Requirement:
Repeat all of the data word for word so that only the pictures are missing from the copy.
[Opening Entries shown section]
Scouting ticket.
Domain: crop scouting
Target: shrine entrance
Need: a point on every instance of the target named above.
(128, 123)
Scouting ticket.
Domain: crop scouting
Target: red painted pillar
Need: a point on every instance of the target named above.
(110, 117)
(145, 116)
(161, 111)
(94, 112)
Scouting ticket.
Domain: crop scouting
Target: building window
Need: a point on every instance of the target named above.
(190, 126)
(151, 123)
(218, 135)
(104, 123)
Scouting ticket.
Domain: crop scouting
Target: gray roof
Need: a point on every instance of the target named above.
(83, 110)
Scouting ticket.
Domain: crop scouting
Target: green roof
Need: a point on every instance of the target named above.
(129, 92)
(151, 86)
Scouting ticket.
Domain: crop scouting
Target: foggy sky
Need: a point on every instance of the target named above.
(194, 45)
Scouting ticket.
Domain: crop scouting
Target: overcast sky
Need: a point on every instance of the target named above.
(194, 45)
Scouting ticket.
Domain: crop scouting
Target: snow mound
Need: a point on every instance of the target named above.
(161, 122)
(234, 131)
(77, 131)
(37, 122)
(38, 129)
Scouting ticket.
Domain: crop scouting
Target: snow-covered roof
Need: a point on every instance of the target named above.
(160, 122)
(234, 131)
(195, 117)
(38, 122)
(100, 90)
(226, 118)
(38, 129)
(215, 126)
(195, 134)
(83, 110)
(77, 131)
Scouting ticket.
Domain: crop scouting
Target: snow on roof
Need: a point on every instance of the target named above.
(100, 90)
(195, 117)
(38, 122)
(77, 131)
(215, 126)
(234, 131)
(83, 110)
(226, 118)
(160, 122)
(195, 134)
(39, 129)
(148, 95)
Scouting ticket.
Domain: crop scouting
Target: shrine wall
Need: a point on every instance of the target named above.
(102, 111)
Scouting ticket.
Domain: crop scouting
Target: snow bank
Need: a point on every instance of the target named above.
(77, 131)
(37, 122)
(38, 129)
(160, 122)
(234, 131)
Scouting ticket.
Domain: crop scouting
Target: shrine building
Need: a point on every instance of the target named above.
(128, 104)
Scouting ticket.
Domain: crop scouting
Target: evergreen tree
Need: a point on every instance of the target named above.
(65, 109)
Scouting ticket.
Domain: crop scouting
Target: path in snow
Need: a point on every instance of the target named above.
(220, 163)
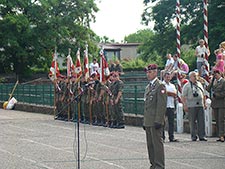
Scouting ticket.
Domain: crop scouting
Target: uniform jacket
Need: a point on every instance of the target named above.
(155, 99)
(218, 98)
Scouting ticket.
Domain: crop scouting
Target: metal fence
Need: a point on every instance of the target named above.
(32, 94)
(44, 95)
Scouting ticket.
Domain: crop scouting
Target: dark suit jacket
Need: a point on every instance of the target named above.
(155, 104)
(218, 97)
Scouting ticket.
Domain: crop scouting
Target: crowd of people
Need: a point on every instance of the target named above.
(89, 100)
(160, 96)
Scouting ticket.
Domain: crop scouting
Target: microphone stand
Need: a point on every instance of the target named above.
(77, 99)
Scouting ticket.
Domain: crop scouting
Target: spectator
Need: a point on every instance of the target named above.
(183, 69)
(168, 66)
(94, 66)
(118, 67)
(200, 52)
(218, 105)
(112, 66)
(219, 62)
(194, 103)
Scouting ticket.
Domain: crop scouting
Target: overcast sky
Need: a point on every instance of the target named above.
(118, 18)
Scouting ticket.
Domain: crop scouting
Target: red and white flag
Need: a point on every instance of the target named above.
(78, 69)
(104, 68)
(86, 67)
(54, 69)
(70, 65)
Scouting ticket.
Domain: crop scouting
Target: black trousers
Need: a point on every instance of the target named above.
(170, 117)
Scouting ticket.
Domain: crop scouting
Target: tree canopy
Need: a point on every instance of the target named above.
(30, 30)
(163, 13)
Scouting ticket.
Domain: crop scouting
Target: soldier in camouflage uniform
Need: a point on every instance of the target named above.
(117, 116)
(65, 99)
(58, 95)
(84, 101)
(73, 103)
(98, 104)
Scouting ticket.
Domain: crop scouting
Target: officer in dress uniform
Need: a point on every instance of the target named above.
(155, 99)
(218, 101)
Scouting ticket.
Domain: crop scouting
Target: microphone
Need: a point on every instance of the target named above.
(91, 83)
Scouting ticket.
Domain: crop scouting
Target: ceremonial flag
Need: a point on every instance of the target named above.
(104, 68)
(70, 65)
(54, 69)
(78, 69)
(86, 67)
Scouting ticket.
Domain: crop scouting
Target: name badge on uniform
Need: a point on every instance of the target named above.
(163, 91)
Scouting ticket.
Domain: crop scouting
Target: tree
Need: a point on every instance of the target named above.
(140, 36)
(30, 30)
(163, 14)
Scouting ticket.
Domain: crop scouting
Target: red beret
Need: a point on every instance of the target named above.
(151, 67)
(216, 70)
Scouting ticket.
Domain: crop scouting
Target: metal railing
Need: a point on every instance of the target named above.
(40, 94)
(32, 94)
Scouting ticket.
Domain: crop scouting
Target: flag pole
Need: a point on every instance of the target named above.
(69, 80)
(55, 80)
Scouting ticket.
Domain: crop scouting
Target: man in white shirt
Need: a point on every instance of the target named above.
(200, 52)
(171, 95)
(94, 66)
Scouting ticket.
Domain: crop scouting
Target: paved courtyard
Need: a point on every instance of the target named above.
(36, 141)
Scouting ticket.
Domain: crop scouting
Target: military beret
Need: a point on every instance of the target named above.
(216, 70)
(61, 76)
(151, 67)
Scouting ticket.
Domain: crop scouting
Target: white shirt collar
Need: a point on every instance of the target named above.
(153, 81)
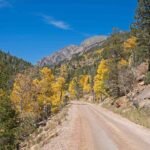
[Closing Entries shown section]
Your response:
Scouting ticket.
Domain: crop scouting
Target: shrine entrance
Need: a point on every instance of the target named above.
(128, 123)
Scouting ticket.
Domain: crop scouting
Target: red painted pillar
Need: a point on every instance of the target named above.
(110, 117)
(145, 116)
(161, 111)
(94, 112)
Scouting ticket.
Domain: crop scouting
Target: building window
Need: a point on every instance of the target named above.
(190, 126)
(151, 123)
(218, 135)
(104, 123)
Scouting ticket.
Domain: crop scouting
Target: gray roof
Need: a point on every instance of the target named above.
(83, 110)
Scouting ticket.
Domain: crop scouting
Target: green roof
Need: a point on every instance of the target named above.
(129, 92)
(151, 86)
Scouting ticket.
Domain: crop scouting
Target: foggy sky
Need: a point on every instance of the target named above.
(194, 45)
Scouting ticket.
Domain: crop scouting
Target: overcast sky
Need: a point on every instance of the target named above.
(194, 45)
Scouting ticket.
Domain: crop scouting
Target: snow mound
Need: a point on every instance of the target named above.
(161, 122)
(234, 131)
(77, 131)
(37, 122)
(38, 129)
Scouting ticket.
Domain: crop scouting
Target: snow-covered roof
Need: a point on every instance of the target named above.
(160, 122)
(234, 131)
(195, 117)
(38, 122)
(100, 90)
(226, 118)
(38, 129)
(215, 126)
(195, 134)
(83, 110)
(77, 131)
Scouting ticket.
Domain: crop scouting
Target: snow on roof
Need: a point on every instance of the target named above.
(100, 90)
(195, 117)
(38, 122)
(77, 131)
(215, 126)
(234, 131)
(83, 110)
(226, 118)
(160, 122)
(195, 134)
(39, 129)
(148, 95)
Scouting ticket.
Domain: crop scouting
Target: shrine wall
Need: a point on every instance of the target named above.
(102, 111)
Scouting ticket.
Domain: crop scouting
Target: snow bank
Need: a point on every instance of the target named above.
(77, 131)
(37, 122)
(38, 129)
(160, 122)
(234, 131)
Scouting ticket.
Domain: crop scouting
Target: shrine building
Need: a point on every instance of the target named above.
(128, 104)
Scouting ticket.
Domain: crop scouting
Target: evergreen tree
Need: a point on every instance of the target named above.
(65, 109)
Scouting ticket.
Domain: crop scouting
Target: path in snow
Need: a point on every instance of the target named above.
(220, 163)
Scouting ticket.
Domain: crop scouting
Target: uniform jacket
Need: a point on every instance of the target named above.
(155, 99)
(218, 98)
Scouting ticket.
Domain: crop scouting
Target: metal fence
Need: a point on every instance of the target named above.
(32, 94)
(44, 95)
Scouting ticket.
Domain: crop scouting
Target: dark suit jacket
Need: a point on every instance of the target named above.
(155, 104)
(218, 97)
Scouting ticket.
Domain: crop scouting
Target: crowd of people
Need: a point on every instance of the target named above.
(89, 100)
(160, 96)
Scouting ticket.
Domain: crop scouting
Target: microphone stand
Need: a point on every instance of the target named above.
(77, 99)
Scouting ticket.
Domain: crop scouting
Target: spectator
Need: a point on every instance of the target named above.
(183, 69)
(168, 66)
(94, 66)
(118, 67)
(200, 52)
(218, 105)
(112, 66)
(219, 62)
(194, 103)
Scouting ticket.
Domain: crop scouting
Target: overcast sky
Need: a point on every instance of the target named above.
(118, 18)
Scouting ticket.
Domain: crop scouting
Target: red and white flag
Need: a point on every instance of the target named above.
(78, 69)
(104, 68)
(86, 67)
(54, 69)
(70, 65)
Scouting ticket.
Domain: crop scouting
Target: black trousers
Need: a point on every instance of the target named above.
(170, 117)
Scouting ticket.
Domain: crop scouting
Target: tree canopy
Need: a point on every instance of the target named above.
(30, 30)
(163, 13)
Scouting ticket.
Domain: crop scouting
Target: soldier in camouflage uniform
Need: a point on every instance of the target named above.
(117, 116)
(65, 99)
(58, 95)
(84, 101)
(73, 103)
(98, 104)
Scouting ticket.
Domain: crop scouting
Target: officer in dress uniform
Need: a point on every instance of the target named above.
(155, 99)
(218, 101)
Scouting ticket.
Domain: crop scouting
Target: microphone
Need: a point on every instance of the target named above.
(91, 83)
Scouting ticket.
Domain: crop scouting
Target: ceremonial flag
Need: a point on every instance of the target named above.
(104, 68)
(70, 65)
(54, 69)
(78, 69)
(86, 67)
Scouting ticket.
Domain: crop scouting
Target: name badge on uniform
Need: a point on every instance of the target named above.
(163, 91)
Scouting ticket.
Domain: crop scouting
Target: tree
Need: a point on every instance of the target named above.
(140, 36)
(30, 30)
(163, 14)
Scouting ticket.
Domain: crop scouting
Target: red beret
Need: a point on every instance of the target named above.
(151, 67)
(216, 70)
Scouting ticket.
Domain: crop scouting
Target: metal railing
Need: a point on every instance of the target named above.
(40, 94)
(32, 94)
Scouting ticket.
Domain: crop scouting
Target: flag pole
Need: a point on every instance of the target named above.
(69, 80)
(55, 80)
Scouting ticket.
Domain: crop scouting
Target: man in white shirt
Need: a point on every instance of the target named above.
(200, 52)
(171, 95)
(94, 66)
Scouting ticket.
Domain: crop scouting
Target: paved courtyard
Need: a point on every instance of the target named above.
(36, 141)
Scouting ticket.
Domain: crop scouting
Target: military beret
Need: a point on every instance of the target named above.
(216, 70)
(61, 76)
(151, 67)
Scouting ticket.
Domain: crop scouting
Target: white shirt collar
Need: a point on every instance of the target named above.
(153, 81)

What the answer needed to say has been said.